T.T.: Giovanni ha cominciato a frequentare le lezioni del mio corso jazz al conservatorio di Milano intorno al 2000. Si stava avvicinando al jazz dopo un'esperienza classica di alto livello e ho capito subito che oltre ad un'ottima padronanza strumentale possedeva molte qualità ed una personalità molto originale che andava lasciata sviluppare, senza costringerla dentro linguaggi troppo codificati. Giovanni arrivava alle due e se ne stava lì fino alla fine del corso suonando ininterrottamente, assimilando le forme organizzative del jazz e mettendo sempre di più a punto la sua "visione" musicale, discutendone a lungo con me. Così abbiamo passato insieme molte ore di studio e di discussione ed il fatto di collaborare dopo qualche anno è venuto naturale. In quanto alla diversità dei nostri mondi espressivi sono in realtà molto più compatibili di quello che possa sembrare perchè poggiano su molti pilastri in comune anche se le nostre formazioni e i nostri caratteri sono decisamente diversi. Stylus Q è certamente un progetto che mi interessa molto e mi dispiace che non abbia ancora avuto la visibilità che meriterebbe.
AAJ: Questo fa inevitabilmente scivolare il discorso sul problema del mercato discografico e sulle effettive opportunità che i musicisti hanno di suonare in pubblico. Qual è il tuo pensiero in proposito?
T.T.: In realtà la dissoluzione progressiva del mercato discografico sta correndo oltre il necessario almeno per quanto riguarda il jazz. C'è molta gente, come me, che è disposta a pagare il CD (magari non 25 euro!) pur di avere l'oggetto, la copertina e tutte le informazioni necessarie e soprattutto un luogo dove trovarlo, ma ormai si segue a rotta di collo una tendenza che non è uguale per tutti i generi. Questo è dimostrato tra l'altro dalla rinascita del mercato dell'LP. In Italia poi si è sviluppata tantissimo la cultura della parziale o intera autoproduzione attraverso le case discografiche che così si sono spesso impigrite producendo molti CD ma in realtà non adempiendo adeguatamente ad uno dei loro compiti primari: la promozione di pochi artisti scelti. Chi avrà il coraggio, magari con nuovi mezzi ed idee, di perseguire questa strada farà cose interessanti.

DATI ARCHIVIATI:
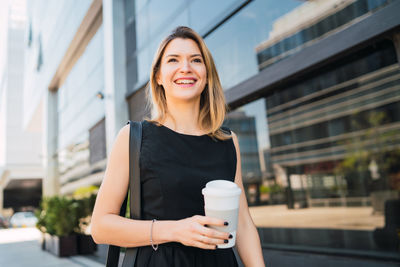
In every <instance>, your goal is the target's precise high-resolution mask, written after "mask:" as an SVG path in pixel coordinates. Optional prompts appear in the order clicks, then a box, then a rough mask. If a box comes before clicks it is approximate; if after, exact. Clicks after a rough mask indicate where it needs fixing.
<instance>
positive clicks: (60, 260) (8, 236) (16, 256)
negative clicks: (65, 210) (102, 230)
mask: <svg viewBox="0 0 400 267" xmlns="http://www.w3.org/2000/svg"><path fill="white" fill-rule="evenodd" d="M40 236H41V234H40V232H39V231H38V230H37V229H35V228H22V229H0V266H2V267H3V266H4V267H21V266H32V267H36V266H38V267H39V266H40V267H56V266H57V267H100V266H104V264H100V263H98V262H96V261H94V260H91V259H89V258H88V257H85V256H73V257H66V258H58V257H56V256H54V255H52V254H50V253H48V252H46V251H43V250H42V249H41V247H40V243H39V240H40Z"/></svg>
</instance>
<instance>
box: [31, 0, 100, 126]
mask: <svg viewBox="0 0 400 267" xmlns="http://www.w3.org/2000/svg"><path fill="white" fill-rule="evenodd" d="M91 2H92V1H90V0H84V1H77V0H74V1H68V0H64V1H50V2H48V1H45V0H41V1H34V2H32V1H27V10H28V23H29V27H31V30H32V38H31V44H30V45H28V44H29V40H27V42H26V45H27V50H26V65H25V73H26V77H25V80H24V84H25V85H24V99H23V101H24V126H25V127H29V126H30V123H31V120H32V118H33V117H34V116H35V113H36V112H39V111H38V109H39V107H40V102H41V101H42V100H43V98H44V96H45V93H46V92H47V90H48V86H49V84H50V81H51V79H52V78H53V75H54V74H55V71H56V69H57V67H58V65H59V64H60V62H61V59H62V58H63V56H64V54H65V53H66V51H67V48H68V46H69V44H70V43H71V41H72V38H73V37H74V35H75V33H76V31H77V29H78V27H79V25H80V23H81V21H82V19H83V17H84V16H85V14H86V12H87V10H88V8H89V6H90V4H91ZM29 27H28V28H27V29H28V30H29ZM32 127H33V126H32Z"/></svg>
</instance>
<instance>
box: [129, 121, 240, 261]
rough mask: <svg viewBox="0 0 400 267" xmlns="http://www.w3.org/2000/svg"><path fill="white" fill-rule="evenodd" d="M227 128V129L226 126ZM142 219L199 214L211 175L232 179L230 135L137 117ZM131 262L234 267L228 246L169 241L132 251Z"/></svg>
mask: <svg viewBox="0 0 400 267" xmlns="http://www.w3.org/2000/svg"><path fill="white" fill-rule="evenodd" d="M224 130H228V129H224ZM228 131H229V130H228ZM139 164H140V179H141V186H142V188H141V190H142V191H141V193H142V218H143V219H144V220H152V219H156V220H180V219H184V218H187V217H191V216H193V215H204V200H203V195H202V193H201V189H202V188H204V186H205V185H206V183H207V182H209V181H211V180H216V179H224V180H230V181H234V177H235V173H236V152H235V147H234V144H233V141H232V139H229V140H225V141H220V140H215V139H213V138H211V137H209V136H207V135H201V136H195V135H186V134H181V133H178V132H175V131H173V130H171V129H169V128H167V127H165V126H162V125H161V126H157V125H156V124H154V123H151V122H148V121H144V122H143V134H142V148H141V152H140V162H139ZM135 266H137V267H145V266H146V267H150V266H152V267H164V266H165V267H167V266H168V267H194V266H196V267H197V266H198V267H202V266H204V267H213V266H215V267H217V266H218V267H221V266H238V264H237V261H236V258H235V255H234V253H233V250H232V249H231V248H229V249H216V250H205V249H200V248H195V247H189V246H185V245H183V244H181V243H177V242H171V243H164V244H160V245H159V246H158V250H157V251H154V250H153V248H152V247H151V246H144V247H140V248H139V250H138V255H137V260H136V263H135Z"/></svg>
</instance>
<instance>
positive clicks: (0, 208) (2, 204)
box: [0, 185, 4, 214]
mask: <svg viewBox="0 0 400 267" xmlns="http://www.w3.org/2000/svg"><path fill="white" fill-rule="evenodd" d="M3 209H4V187H3V186H1V185H0V214H1V213H2V212H3Z"/></svg>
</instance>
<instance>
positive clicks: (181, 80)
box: [176, 80, 194, 84]
mask: <svg viewBox="0 0 400 267" xmlns="http://www.w3.org/2000/svg"><path fill="white" fill-rule="evenodd" d="M176 83H178V84H181V83H182V84H189V83H194V81H193V80H179V81H177V82H176Z"/></svg>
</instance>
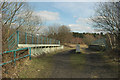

CONSEGNA:
Trascrivi senza alcuna modifica il passaggio del brano di lettura che va da "T.T.: In realtà" a "farà cose interessanti.".

RISPOSTA ATTESA:
T.T.: In realtà la dissoluzione progressiva del mercato discografico sta correndo oltre il necessario almeno per quanto riguarda il jazz. C'è molta gente, come me, che è disposta a pagare il CD (magari non 25 euro!) pur di avere l'oggetto, la copertina e tutte le informazioni necessarie e soprattutto un luogo dove trovarlo, ma ormai si segue a rotta di collo una tendenza che non è uguale per tutti i generi. Questo è dimostrato tra l'altro dalla rinascita del mercato dell'LP. In Italia poi si è sviluppata tantissimo la cultura della parziale o intera autoproduzione attraverso le case discografiche che così si sono spesso impigrite producendo molti CD ma in realtà non adempiendo adeguatamente ad uno dei loro compiti primari: la promozione di pochi artisti scelti. Chi avrà il coraggio, magari con nuovi mezzi ed idee, di perseguire questa strada farà cose interessanti.